WHAT TO DO =
Without including any images, repeat the listing below exactly.

--------

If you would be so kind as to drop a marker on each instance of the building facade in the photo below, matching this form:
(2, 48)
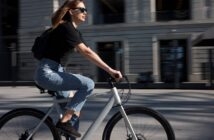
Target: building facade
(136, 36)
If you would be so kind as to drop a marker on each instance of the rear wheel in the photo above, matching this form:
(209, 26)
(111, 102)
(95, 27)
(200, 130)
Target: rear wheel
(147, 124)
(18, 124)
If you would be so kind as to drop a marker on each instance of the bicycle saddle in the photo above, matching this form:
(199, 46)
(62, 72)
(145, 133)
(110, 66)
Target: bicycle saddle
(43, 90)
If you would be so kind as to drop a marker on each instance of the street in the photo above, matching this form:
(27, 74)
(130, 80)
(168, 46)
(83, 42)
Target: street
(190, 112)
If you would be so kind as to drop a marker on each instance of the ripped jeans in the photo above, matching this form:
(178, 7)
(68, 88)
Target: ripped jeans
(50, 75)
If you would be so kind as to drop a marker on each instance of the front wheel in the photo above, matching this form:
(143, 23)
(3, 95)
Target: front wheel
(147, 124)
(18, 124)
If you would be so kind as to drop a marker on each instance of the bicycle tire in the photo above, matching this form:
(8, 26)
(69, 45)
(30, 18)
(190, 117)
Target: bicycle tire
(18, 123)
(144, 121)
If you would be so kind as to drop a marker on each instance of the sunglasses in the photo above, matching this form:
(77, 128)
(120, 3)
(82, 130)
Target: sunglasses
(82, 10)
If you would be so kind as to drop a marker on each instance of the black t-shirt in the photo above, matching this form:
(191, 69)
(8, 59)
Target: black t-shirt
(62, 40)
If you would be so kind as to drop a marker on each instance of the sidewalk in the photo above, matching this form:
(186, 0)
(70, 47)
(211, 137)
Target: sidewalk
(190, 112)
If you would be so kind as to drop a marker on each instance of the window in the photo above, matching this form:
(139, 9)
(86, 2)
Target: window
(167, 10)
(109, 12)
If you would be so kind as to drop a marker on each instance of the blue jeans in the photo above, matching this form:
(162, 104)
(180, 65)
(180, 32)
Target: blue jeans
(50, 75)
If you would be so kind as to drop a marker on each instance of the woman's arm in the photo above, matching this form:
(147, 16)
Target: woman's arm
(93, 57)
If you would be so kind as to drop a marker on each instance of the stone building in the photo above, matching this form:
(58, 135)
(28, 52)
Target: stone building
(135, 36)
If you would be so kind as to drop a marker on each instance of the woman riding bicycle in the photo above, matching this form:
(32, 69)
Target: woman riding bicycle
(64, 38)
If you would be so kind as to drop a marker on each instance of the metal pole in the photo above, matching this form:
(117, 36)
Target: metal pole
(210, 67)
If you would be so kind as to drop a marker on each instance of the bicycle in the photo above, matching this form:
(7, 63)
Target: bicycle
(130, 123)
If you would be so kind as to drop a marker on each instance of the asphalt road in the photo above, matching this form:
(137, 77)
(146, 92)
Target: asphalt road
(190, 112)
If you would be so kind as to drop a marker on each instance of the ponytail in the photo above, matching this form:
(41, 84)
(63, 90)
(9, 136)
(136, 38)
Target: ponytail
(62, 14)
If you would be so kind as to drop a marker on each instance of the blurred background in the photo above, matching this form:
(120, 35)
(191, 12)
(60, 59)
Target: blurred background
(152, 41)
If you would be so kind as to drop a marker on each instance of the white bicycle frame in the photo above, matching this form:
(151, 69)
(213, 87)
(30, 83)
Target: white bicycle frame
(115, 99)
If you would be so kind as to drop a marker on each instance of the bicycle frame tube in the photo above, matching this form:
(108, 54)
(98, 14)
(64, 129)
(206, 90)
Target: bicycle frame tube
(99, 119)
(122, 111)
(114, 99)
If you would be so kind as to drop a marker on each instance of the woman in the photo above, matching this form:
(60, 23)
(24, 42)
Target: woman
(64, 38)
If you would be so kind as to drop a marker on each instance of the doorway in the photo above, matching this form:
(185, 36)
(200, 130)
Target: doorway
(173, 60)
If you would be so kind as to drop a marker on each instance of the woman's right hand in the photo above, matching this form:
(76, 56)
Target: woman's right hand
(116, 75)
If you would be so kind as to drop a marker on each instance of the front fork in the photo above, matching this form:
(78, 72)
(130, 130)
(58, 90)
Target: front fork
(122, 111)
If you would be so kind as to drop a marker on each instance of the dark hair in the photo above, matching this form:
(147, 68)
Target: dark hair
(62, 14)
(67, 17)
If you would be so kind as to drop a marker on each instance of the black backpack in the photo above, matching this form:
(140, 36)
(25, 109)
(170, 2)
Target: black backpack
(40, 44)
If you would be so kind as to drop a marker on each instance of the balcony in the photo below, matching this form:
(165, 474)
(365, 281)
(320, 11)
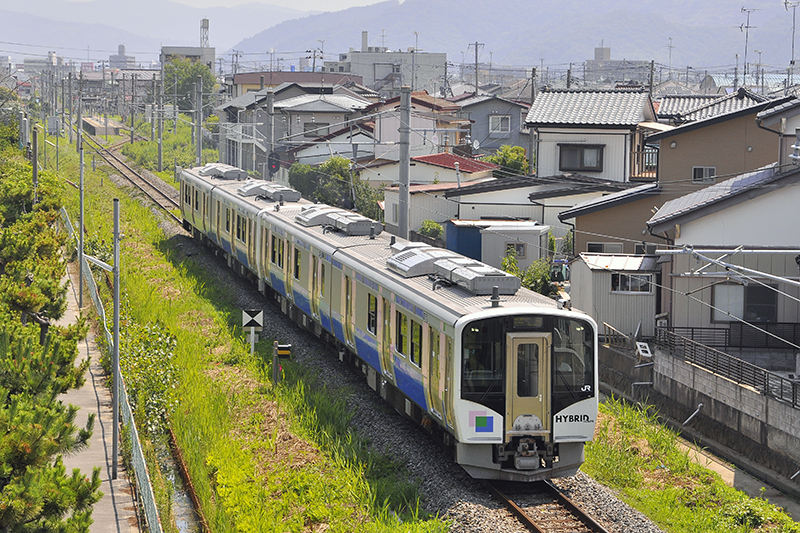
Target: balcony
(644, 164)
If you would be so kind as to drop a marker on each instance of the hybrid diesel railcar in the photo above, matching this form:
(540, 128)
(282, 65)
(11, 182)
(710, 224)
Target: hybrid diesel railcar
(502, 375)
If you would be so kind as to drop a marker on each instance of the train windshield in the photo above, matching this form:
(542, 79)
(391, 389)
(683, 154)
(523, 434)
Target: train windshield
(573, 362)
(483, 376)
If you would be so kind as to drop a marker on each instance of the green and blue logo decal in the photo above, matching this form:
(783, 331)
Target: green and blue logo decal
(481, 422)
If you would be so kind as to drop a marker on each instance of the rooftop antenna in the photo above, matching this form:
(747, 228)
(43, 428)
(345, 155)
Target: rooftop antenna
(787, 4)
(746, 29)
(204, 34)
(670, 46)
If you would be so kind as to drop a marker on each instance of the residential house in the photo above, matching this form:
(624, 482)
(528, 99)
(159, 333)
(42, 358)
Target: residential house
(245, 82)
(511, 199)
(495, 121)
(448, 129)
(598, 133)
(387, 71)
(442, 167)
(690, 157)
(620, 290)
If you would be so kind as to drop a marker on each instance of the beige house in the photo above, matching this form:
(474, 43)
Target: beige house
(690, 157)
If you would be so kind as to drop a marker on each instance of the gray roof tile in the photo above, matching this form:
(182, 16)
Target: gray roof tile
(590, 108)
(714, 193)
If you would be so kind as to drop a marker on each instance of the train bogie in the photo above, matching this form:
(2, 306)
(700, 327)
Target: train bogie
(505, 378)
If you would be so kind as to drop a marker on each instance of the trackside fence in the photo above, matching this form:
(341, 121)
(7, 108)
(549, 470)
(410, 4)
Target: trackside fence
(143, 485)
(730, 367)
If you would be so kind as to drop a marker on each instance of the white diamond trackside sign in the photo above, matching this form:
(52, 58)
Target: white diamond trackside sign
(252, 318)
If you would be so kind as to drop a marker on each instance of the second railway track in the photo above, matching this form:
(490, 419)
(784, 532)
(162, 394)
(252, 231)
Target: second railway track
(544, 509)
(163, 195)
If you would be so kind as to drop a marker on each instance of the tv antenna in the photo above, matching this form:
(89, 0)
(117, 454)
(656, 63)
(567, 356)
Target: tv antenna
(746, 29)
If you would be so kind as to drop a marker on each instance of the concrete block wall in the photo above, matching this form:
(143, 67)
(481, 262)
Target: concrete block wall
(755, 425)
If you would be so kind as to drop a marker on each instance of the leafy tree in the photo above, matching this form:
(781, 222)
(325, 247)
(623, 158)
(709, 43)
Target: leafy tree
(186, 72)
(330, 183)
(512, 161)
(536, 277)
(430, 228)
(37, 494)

--------

WRITTEN ANSWER =
If you would be so kind as to drop a marker on each instance of the building facade in the photo below, matching this form:
(2, 48)
Target: building facade
(136, 36)
If you would be so kind as to drop a marker on each instance of the rear wheel in the photo above, matching this form:
(209, 26)
(111, 102)
(95, 27)
(200, 130)
Target: rear wheel
(147, 124)
(18, 124)
If you would be so kind as to drop a marker on each instance of the bicycle saddle in the photo above, matching this form:
(199, 46)
(62, 72)
(145, 133)
(110, 66)
Target: bicycle saddle
(43, 90)
If you would be so kind as to drop a marker on each instance of the street in the photo above, matching this form:
(27, 74)
(130, 80)
(168, 46)
(83, 42)
Target: street
(190, 112)
If you would be so kind as to drop a marker on each instance of the ripped jeans in the photo above, matching this form:
(178, 7)
(68, 88)
Target: ripped jeans
(50, 75)
If you would be so kind as to drop a marker on each instance of the front wheel in the photo above, matching this form:
(143, 23)
(3, 95)
Target: front wheel
(147, 124)
(18, 124)
If you would be so kind as to drop a marker on each instance of the bicycle tire in the photo above, matching this form:
(8, 26)
(69, 45)
(30, 18)
(190, 117)
Target: bicycle tire
(18, 123)
(144, 121)
If you would be so kind as to drop a marker on each instance of the sunglasses in the photo above, matching this form:
(77, 128)
(120, 3)
(82, 130)
Target: sunglasses
(82, 10)
If you would be so kind as to drop a marker on each instance of the black t-shirt in the photo above, matching this form:
(191, 69)
(8, 59)
Target: black t-shirt
(62, 40)
If you would be so kind as to drop a marker on each instance of the sidewalk in the photo above, matching this form:
(186, 0)
(70, 47)
(211, 137)
Target: sidewalk
(190, 112)
If you would be so kind as to drop a marker on each instance of the window in the photo above, matching this form:
(139, 9)
(86, 2)
Target: window
(167, 10)
(109, 12)
If you would be so kind as to drop a marker on each instance of the blue jeans in the photo above, matching this form:
(162, 104)
(180, 65)
(180, 32)
Target: blue jeans
(50, 75)
If you would be so kind as to drop a marker on each instance of the woman's arm in the photo above, matching this form:
(147, 16)
Target: woman's arm
(93, 57)
If you would be so kind as to drop a marker on each instance of the stone building in the photo above, matching this form:
(58, 135)
(28, 52)
Target: stone building
(135, 36)
If you would be so kind as to drop a marker on each instance of the woman riding bicycle in the photo above, matching this form:
(32, 69)
Target: woman riding bicycle
(64, 38)
If you would be so kind as to drop a marker on each instance of the metal pole in the photo above, matching this form:
(117, 36)
Target: metal pole
(210, 67)
If you would be so kind as to drop a marker on each instance of the bicycle in the photo above, matching this form:
(7, 63)
Target: bicycle
(130, 123)
If you would be so kind as to drop a marker on each instance of the asphalt road in the photo above, matching this form:
(137, 77)
(146, 92)
Target: asphalt road
(190, 112)
If you would be so kind as to drop a marker on each instance of the ponytail in the photo above, matching this form:
(41, 84)
(63, 90)
(9, 136)
(136, 38)
Target: ponytail
(62, 14)
If you would be so kind as to drop a marker on each instance of the blurred background in the photo above, matching this form:
(120, 35)
(191, 12)
(60, 59)
Target: blurred background
(152, 41)
If you would be so kind as to drop a marker on each instance of the white bicycle frame in the photo above, matching this form:
(151, 69)
(213, 87)
(30, 83)
Target: white bicycle frame
(115, 99)
If you would be so kind as to drop a marker on each instance of the bicycle frame tube in the photo above, matching this form:
(108, 54)
(98, 14)
(64, 129)
(206, 90)
Target: bicycle frame tube
(99, 119)
(122, 111)
(114, 99)
If you would be so kind as to drop a marker on each instance of the woman in the photo above, matching this form:
(60, 23)
(24, 42)
Target: woman
(64, 38)
If you would be so kind as to drop a marker on each instance of the doorway in the photo above, matching this form:
(185, 36)
(200, 130)
Target: doorway
(173, 60)
If you would be so kind as to drop a marker on each instance of the woman's right hand in the photo above, matching this form:
(76, 56)
Target: woman's right hand
(116, 75)
If you would be so kind as to drop a marker on each instance of the front fork in the photo above, matching this form:
(78, 72)
(130, 130)
(58, 90)
Target: front fork
(122, 111)
If you would be so kind as to drop a marker on each instance of the dark hair in the photo above, matching this form:
(147, 68)
Target: dark hair
(62, 14)
(67, 17)
If you would be so kind as to drop a marker on each instance of the black backpack in the photo above, matching this form:
(140, 36)
(25, 109)
(170, 2)
Target: black backpack
(40, 44)
If you would be so kind as to drop a marker on each instance of the balcony in the photo below, matching this form:
(165, 474)
(365, 281)
(320, 11)
Target: balcony
(644, 164)
If you would be so kind as to drop a marker on each instance of the hybrid diesel railcar in the photo above, matching this form:
(540, 128)
(282, 65)
(11, 182)
(710, 224)
Target: hybrid diesel railcar
(502, 375)
If you would be so kind as to drop a marker on each instance of the train windshield in the photo above, matching this form:
(542, 79)
(391, 389)
(683, 154)
(523, 434)
Target: train windshield
(573, 362)
(483, 376)
If you would be so kind as to drop a marker on each instance of the green and blue logo decal in the photo above, matching this form:
(783, 331)
Target: green and blue logo decal
(481, 422)
If you would be so kind as to drop a marker on each instance of the rooftop antenna in the photo above, matching this form:
(747, 228)
(43, 428)
(345, 155)
Target: rooftop antenna
(787, 4)
(746, 29)
(204, 34)
(670, 46)
If you would be so kind as to drop a marker on each instance of the residential house in the photo above, matching this form:
(624, 482)
(528, 99)
(159, 333)
(42, 358)
Target: residential house
(245, 82)
(511, 199)
(495, 121)
(448, 129)
(598, 133)
(387, 71)
(442, 167)
(690, 157)
(620, 290)
If you would be so kind as to drop a marker on each instance of the beige house in the photo above, matching this form:
(474, 43)
Target: beige house
(690, 157)
If you would be so kind as to drop a marker on each instance of the gray roof tile in the photo above, matching this form:
(182, 16)
Target: gray roof tile
(590, 108)
(714, 193)
If you would be so kind as to drop a marker on each instance of the train bogie in the photo above, matching this form:
(2, 306)
(700, 327)
Target: train bogie
(505, 378)
If you would be so kind as to drop a marker on each instance of the trackside fence in the photo above, matching this form:
(341, 121)
(7, 108)
(549, 470)
(410, 4)
Target: trackside fence
(143, 485)
(730, 367)
If you would be so kind as to drop a marker on each instance of the white diamond trackside sign in the photo above, matching this form:
(52, 58)
Target: white diamond trackside sign
(252, 318)
If you would be so kind as to drop a marker on each instance of the second railway track in the photo above, matching this form:
(490, 419)
(784, 532)
(162, 394)
(252, 231)
Target: second railway track
(544, 509)
(163, 195)
If you would be so kind as to drop a marker on each instance of the tv antenna in the photo above, matching this form:
(89, 0)
(117, 454)
(656, 63)
(567, 356)
Target: tv antenna
(746, 29)
If you would be so kind as to drop a marker on each instance of the concrete block wall in the photo above, matching this form:
(143, 67)
(481, 262)
Target: concrete block wall
(755, 425)
If you would be so kind as to drop a marker on each instance of the leafy tree in the photo above, matching this form:
(781, 222)
(325, 247)
(623, 158)
(709, 43)
Target: leafy tree
(186, 72)
(330, 183)
(512, 161)
(536, 277)
(430, 228)
(37, 494)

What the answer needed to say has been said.